### Excerpted passage

• • • •

Professor Dennis Deletante
Probably. Possibly. That's possibly. I think it's the fact that like Mr. Mogariani said, he trusted me. So he felt that I was a balanced observer and someone who was critical. He knew I was critical, of course, as a communist regime, and we joked about that. But he regarded me as a constructive critic, not a negative critic. And not only he, but several other senior figures in the communist regime whom I was able to interview, including Mr. President Iliescu and Petre Roman and Bru Kahn, and a whole list of them, General Stunkulescu. I mentioned them in the memoir, but several of them said to me it was very, of course, gratifying for me to hear them say that. Similar things that they regarded me as very objective and as a true friend of Romania. And they stress Romania not necessarily of Neo Communism, but a true friend of Romania.
Roland Clark
In the book you talk about the trauma of reading one's own Securitate file because you find out about people you thought were friends who informed on you and you see how ordinary things that you did were misinterpreted. So eventually you did get a chance to see your own Securitate file. What was the most exciting thing or surprising thing you found in there?

• • • •

### Available data

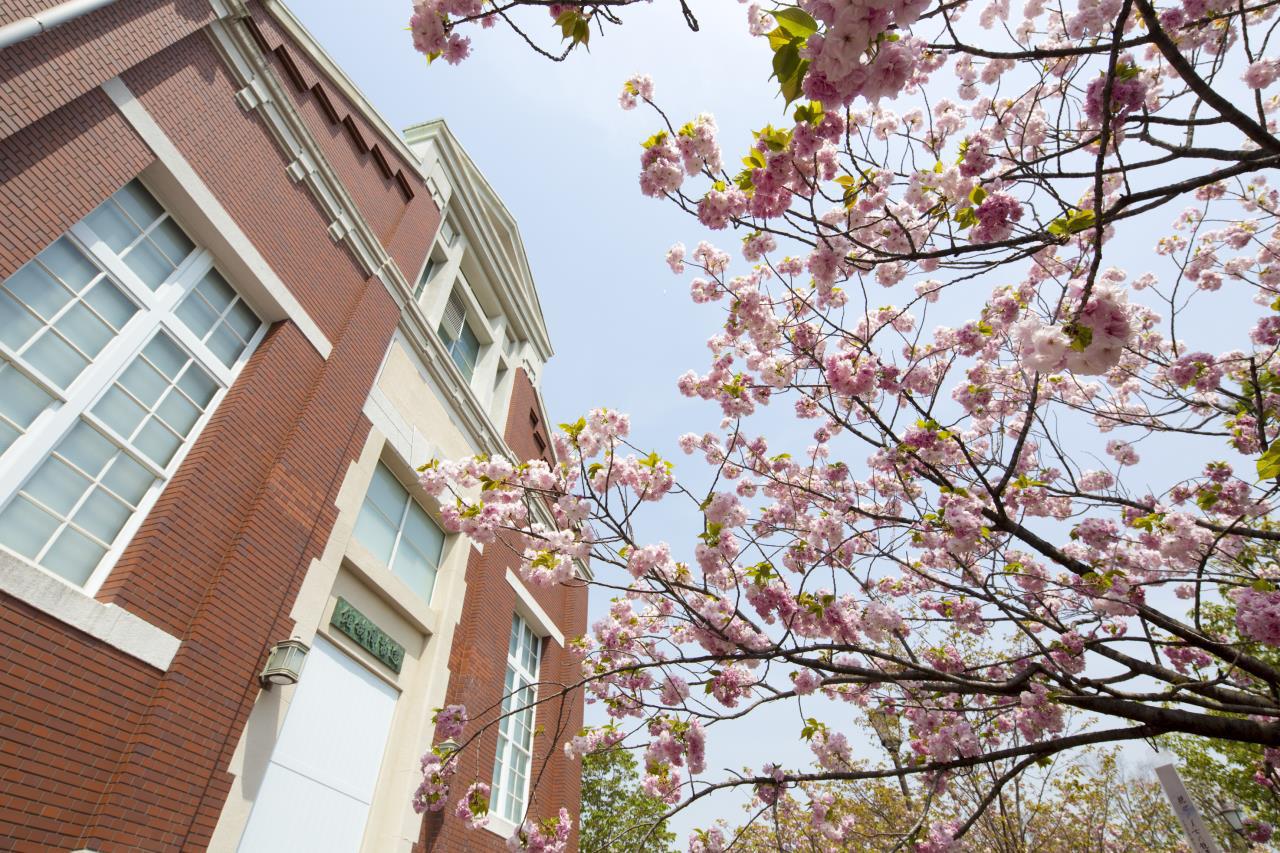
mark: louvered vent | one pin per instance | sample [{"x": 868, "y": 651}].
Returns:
[{"x": 455, "y": 315}]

• • • •

### Tasks to carry out
1 > In the interview excerpt, how did several senior figures of the communist regime say they regarded the speaker?
2 > Duplicate the stretch of the interview excerpt from "Professor Dennis Deletante" through "but a true friend of Romania.".

### Expected responses
1 > As very objective and as a true friend of Romania.

2 >
Professor Dennis Deletante
Probably. Possibly. That's possibly. I think it's the fact that like Mr. Mogariani said, he trusted me. So he felt that I was a balanced observer and someone who was critical. He knew I was critical, of course, as a communist regime, and we joked about that. But he regarded me as a constructive critic, not a negative critic. And not only he, but several other senior figures in the communist regime whom I was able to interview, including Mr. President Iliescu and Petre Roman and Bru Kahn, and a whole list of them, General Stunkulescu. I mentioned them in the memoir, but several of them said to me it was very, of course, gratifying for me to hear them say that. Similar things that they regarded me as very objective and as a true friend of Romania. And they stress Romania not necessarily of Neo Communism, but a true friend of Romania.